→ **Problem**
Rewrite the lines from the one containing "Would you be able to point out the concrete" through the last line, replacing "concrete floor" with "wooden floor" and keeping everything else the same.

→ **Extracted information**
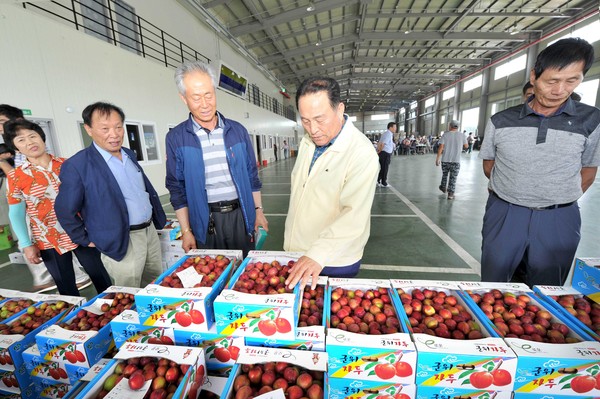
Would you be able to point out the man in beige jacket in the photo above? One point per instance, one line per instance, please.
(333, 185)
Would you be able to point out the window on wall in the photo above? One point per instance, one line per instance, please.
(472, 83)
(510, 67)
(449, 93)
(95, 19)
(127, 27)
(120, 26)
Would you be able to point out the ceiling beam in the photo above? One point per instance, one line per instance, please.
(487, 36)
(310, 48)
(213, 3)
(442, 47)
(289, 16)
(490, 14)
(305, 31)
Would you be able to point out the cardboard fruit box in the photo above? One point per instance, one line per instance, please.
(574, 306)
(455, 348)
(39, 368)
(298, 373)
(544, 367)
(586, 277)
(12, 345)
(213, 387)
(387, 353)
(220, 351)
(186, 305)
(83, 346)
(310, 332)
(184, 368)
(344, 388)
(460, 393)
(171, 231)
(85, 380)
(247, 314)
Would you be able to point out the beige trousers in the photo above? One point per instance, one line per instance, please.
(142, 262)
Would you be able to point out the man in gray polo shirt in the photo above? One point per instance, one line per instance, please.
(450, 147)
(540, 158)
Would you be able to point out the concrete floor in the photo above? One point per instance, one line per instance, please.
(416, 233)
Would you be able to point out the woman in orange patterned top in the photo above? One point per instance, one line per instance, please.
(32, 190)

→ **Finished exercise**
Would you be able to point out the wooden floor in the photo above? One point per instance, one line per instance, please.
(416, 233)
Would you be able to point out the woman in orange patterned top in the photo above? One point per instance, one line per instance, please.
(32, 190)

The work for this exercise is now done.